→ **Dataset records**:
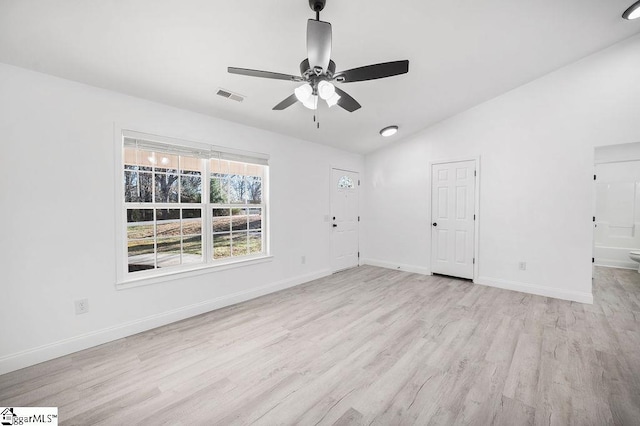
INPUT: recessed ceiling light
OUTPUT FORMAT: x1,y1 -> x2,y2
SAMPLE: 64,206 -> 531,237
622,0 -> 640,20
380,126 -> 398,138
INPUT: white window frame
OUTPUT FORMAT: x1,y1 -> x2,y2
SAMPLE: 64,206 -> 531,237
115,129 -> 272,289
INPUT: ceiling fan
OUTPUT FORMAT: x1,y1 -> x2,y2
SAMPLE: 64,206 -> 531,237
227,0 -> 409,112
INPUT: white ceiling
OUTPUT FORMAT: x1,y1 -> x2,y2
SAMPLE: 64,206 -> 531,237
0,0 -> 640,153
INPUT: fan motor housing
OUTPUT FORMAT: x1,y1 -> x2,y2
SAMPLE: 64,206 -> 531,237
300,59 -> 336,78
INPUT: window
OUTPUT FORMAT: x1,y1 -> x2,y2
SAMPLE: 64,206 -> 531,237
121,136 -> 268,281
338,176 -> 354,189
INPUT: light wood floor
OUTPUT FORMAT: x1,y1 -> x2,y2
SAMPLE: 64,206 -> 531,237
0,266 -> 640,425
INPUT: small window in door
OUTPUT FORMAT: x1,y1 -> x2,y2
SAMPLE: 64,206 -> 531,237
338,176 -> 354,189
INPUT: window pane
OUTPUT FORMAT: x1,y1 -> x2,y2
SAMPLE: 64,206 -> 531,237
213,234 -> 231,259
182,209 -> 202,219
127,209 -> 153,223
156,209 -> 180,220
127,239 -> 155,272
124,170 -> 152,203
158,237 -> 180,268
127,225 -> 154,240
209,177 -> 229,204
249,232 -> 262,253
249,208 -> 262,229
244,164 -> 264,177
180,157 -> 202,175
156,209 -> 180,237
229,175 -> 247,204
338,176 -> 354,189
245,176 -> 262,204
232,232 -> 247,256
231,209 -> 247,231
156,173 -> 178,203
180,176 -> 202,203
213,209 -> 231,232
182,218 -> 202,235
182,235 -> 202,263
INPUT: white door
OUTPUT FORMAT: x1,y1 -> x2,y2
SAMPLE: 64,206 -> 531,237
431,160 -> 476,279
330,169 -> 360,272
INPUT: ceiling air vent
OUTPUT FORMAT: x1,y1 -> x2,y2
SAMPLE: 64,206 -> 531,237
216,89 -> 244,102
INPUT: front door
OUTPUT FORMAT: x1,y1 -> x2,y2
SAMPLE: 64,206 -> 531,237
431,160 -> 476,279
330,169 -> 360,272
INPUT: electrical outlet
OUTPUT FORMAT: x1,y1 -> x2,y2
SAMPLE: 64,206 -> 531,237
76,299 -> 89,315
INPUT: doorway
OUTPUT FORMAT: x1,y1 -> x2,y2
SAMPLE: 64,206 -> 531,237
592,143 -> 640,269
431,160 -> 477,279
331,169 -> 360,272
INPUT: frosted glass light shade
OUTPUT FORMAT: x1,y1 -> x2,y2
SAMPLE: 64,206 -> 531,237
318,80 -> 336,101
293,84 -> 313,106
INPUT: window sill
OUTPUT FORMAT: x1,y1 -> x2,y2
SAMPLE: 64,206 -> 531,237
116,255 -> 273,290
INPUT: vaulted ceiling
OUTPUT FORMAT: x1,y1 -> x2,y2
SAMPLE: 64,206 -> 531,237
0,0 -> 640,153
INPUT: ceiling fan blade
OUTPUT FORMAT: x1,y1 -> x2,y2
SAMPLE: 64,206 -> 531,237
227,67 -> 304,81
334,60 -> 409,83
336,87 -> 361,112
273,93 -> 298,111
307,19 -> 331,72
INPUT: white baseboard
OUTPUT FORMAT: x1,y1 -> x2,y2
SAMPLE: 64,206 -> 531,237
594,257 -> 638,270
360,259 -> 431,275
474,277 -> 593,305
0,270 -> 331,374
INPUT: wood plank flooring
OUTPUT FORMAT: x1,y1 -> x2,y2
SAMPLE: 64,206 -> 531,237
0,266 -> 640,425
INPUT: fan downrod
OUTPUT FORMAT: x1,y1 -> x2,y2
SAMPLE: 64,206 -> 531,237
309,0 -> 327,12
309,0 -> 327,21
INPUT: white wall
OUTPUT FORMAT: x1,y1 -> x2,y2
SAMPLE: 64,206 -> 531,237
362,36 -> 640,302
594,161 -> 640,269
0,64 -> 363,374
594,142 -> 640,164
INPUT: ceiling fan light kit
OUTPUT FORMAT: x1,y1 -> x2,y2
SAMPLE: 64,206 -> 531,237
227,0 -> 409,119
622,0 -> 640,20
380,126 -> 398,138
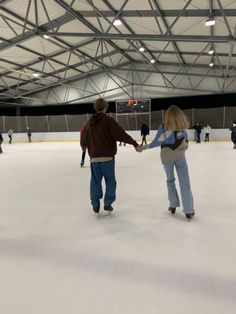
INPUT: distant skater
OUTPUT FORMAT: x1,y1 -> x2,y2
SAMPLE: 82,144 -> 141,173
142,106 -> 195,220
0,133 -> 3,154
230,121 -> 236,149
204,124 -> 211,142
7,129 -> 14,144
27,127 -> 32,143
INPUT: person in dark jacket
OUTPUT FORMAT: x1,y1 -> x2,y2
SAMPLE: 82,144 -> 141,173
81,98 -> 140,213
230,121 -> 236,149
0,133 -> 3,154
196,123 -> 202,143
141,123 -> 149,145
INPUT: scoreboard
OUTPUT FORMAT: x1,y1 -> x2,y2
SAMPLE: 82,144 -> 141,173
116,99 -> 151,114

→ **Problem details**:
Rewrite every one of the records above, substituting "ANSWER FORMAT" for each occurrence of "OUTPUT FORMAT" and changing nothing else. Leave the pictures out of your answer.

→ **Response to this task**:
INPUT: recessed ceiling light
ANSWER FORMAT: x1,y1 -> x2,y2
SAMPLE: 64,206 -> 531,237
622,0 -> 640,20
380,126 -> 398,138
INPUT: white window frame
ANSWER FORMAT: x1,y1 -> x2,y2
SAMPLE: 64,206 -> 531,237
115,129 -> 272,289
INPUT: ceiling fan
ANSWER FORMAT: x1,y1 -> x2,y2
SAMPLE: 64,206 -> 531,237
227,0 -> 409,112
INPUT: white ceiling
ANSWER FORMAT: x1,y1 -> x2,y2
SAMPLE: 64,206 -> 531,237
0,0 -> 640,153
INPUT: fan motor housing
ANSWER FORMAT: x1,y1 -> x2,y2
SAMPLE: 64,206 -> 531,237
300,59 -> 336,78
INPUT: window
ANSWER FORMAT: x1,y1 -> x2,y2
SAMPLE: 64,206 -> 531,237
121,136 -> 268,281
338,176 -> 354,189
INPUT: light wood floor
ANSWER FORMAT: x1,y1 -> x2,y2
SAMPLE: 64,206 -> 531,237
0,266 -> 640,425
INPUT: small window in door
ANSWER FORMAT: x1,y1 -> x2,y2
SAMPLE: 64,206 -> 531,237
338,176 -> 354,189
INPUT: window pane
ANSWER FORMAT: x1,y1 -> x2,y2
SAMPLE: 64,206 -> 531,237
213,234 -> 231,259
182,209 -> 202,219
127,209 -> 153,223
156,209 -> 180,220
127,239 -> 155,272
124,170 -> 152,203
158,237 -> 180,268
127,225 -> 154,240
209,177 -> 229,204
249,232 -> 262,253
249,208 -> 262,229
244,164 -> 264,177
180,157 -> 202,175
156,209 -> 180,237
229,175 -> 247,204
338,176 -> 354,189
245,176 -> 262,204
232,232 -> 247,256
231,209 -> 247,231
156,173 -> 178,203
180,176 -> 202,203
213,209 -> 231,232
182,218 -> 202,235
182,235 -> 202,263
INPUT: white door
ANSWER FORMAT: x1,y1 -> x2,y2
SAMPLE: 64,206 -> 531,237
431,160 -> 476,279
330,169 -> 360,272
INPUT: ceiling air vent
ANSWER FORMAT: x1,y1 -> x2,y2
SAMPLE: 64,206 -> 531,237
216,89 -> 244,102
INPUT: front door
ANSWER FORMAT: x1,y1 -> x2,y2
SAMPLE: 64,206 -> 531,237
431,160 -> 476,279
330,169 -> 360,272
INPUT: electrical outlet
ANSWER FORMAT: x1,y1 -> x2,y2
SAMPLE: 64,206 -> 531,237
76,299 -> 89,315
INPUT: doorway
ANSWER FORMAT: x1,y1 -> x2,y2
SAMPLE: 64,206 -> 531,237
592,143 -> 640,269
431,160 -> 477,279
331,169 -> 360,272
INPUT: frosted glass light shade
ANSWER FORMAT: x1,y1 -> x2,y2
SAMPLE: 64,206 -> 531,237
318,80 -> 336,101
293,84 -> 313,106
INPUT: window sill
ANSWER FORMAT: x1,y1 -> x2,y2
SAMPLE: 64,206 -> 531,237
116,255 -> 273,290
INPUT: vaulted ceiling
ANSWER FORMAT: x1,y1 -> x2,y2
SAMPLE: 64,206 -> 531,237
0,0 -> 640,153
INPUT: ceiling fan blade
ANSWER FORMAT: x1,y1 -> x2,y2
SAMPLE: 64,206 -> 531,237
227,67 -> 304,81
334,60 -> 409,83
336,87 -> 361,112
273,93 -> 298,111
307,19 -> 331,72
INPUT: white baseboard
ANSWER FORMAT: x1,y1 -> x2,y2
SAMPLE: 64,206 -> 531,237
594,257 -> 638,270
360,259 -> 431,275
474,277 -> 593,305
0,270 -> 331,374
INPUT: wood plank flooring
ANSWER FORMAT: x1,y1 -> x2,y2
SAMPLE: 64,206 -> 531,237
0,266 -> 640,425
INPUT: fan downrod
ANSWER FORMAT: x1,y1 -> x2,y2
SAMPLE: 64,206 -> 531,237
309,0 -> 327,12
309,0 -> 327,21
INPUT: white wall
ANSWER FORMAT: x1,y1 -> x2,y2
SAMPLE: 64,206 -> 531,237
362,36 -> 640,302
594,161 -> 640,269
0,64 -> 363,374
594,142 -> 640,164
INPUT: ceiling fan light kit
ANSWER FORMAT: x1,y1 -> x2,y2
SAMPLE: 64,206 -> 531,237
227,0 -> 409,119
622,0 -> 640,20
380,126 -> 398,138
INPUT: distant skater
ANSWER FORMAT: x1,y1 -> x2,y2
SAMPLE: 82,144 -> 141,173
142,106 -> 195,220
0,133 -> 3,154
230,121 -> 236,149
204,124 -> 211,142
7,129 -> 14,144
27,127 -> 32,143
INPUT: person in dark jacket
ANSWER FORMAT: x1,y1 -> x2,y2
SAMPLE: 82,144 -> 141,173
81,98 -> 140,213
230,121 -> 236,149
0,133 -> 3,154
196,123 -> 202,143
141,123 -> 149,145
INPUT: scoreboard
ANSWER FORMAT: x1,y1 -> x2,y2
SAMPLE: 82,144 -> 141,173
116,99 -> 151,114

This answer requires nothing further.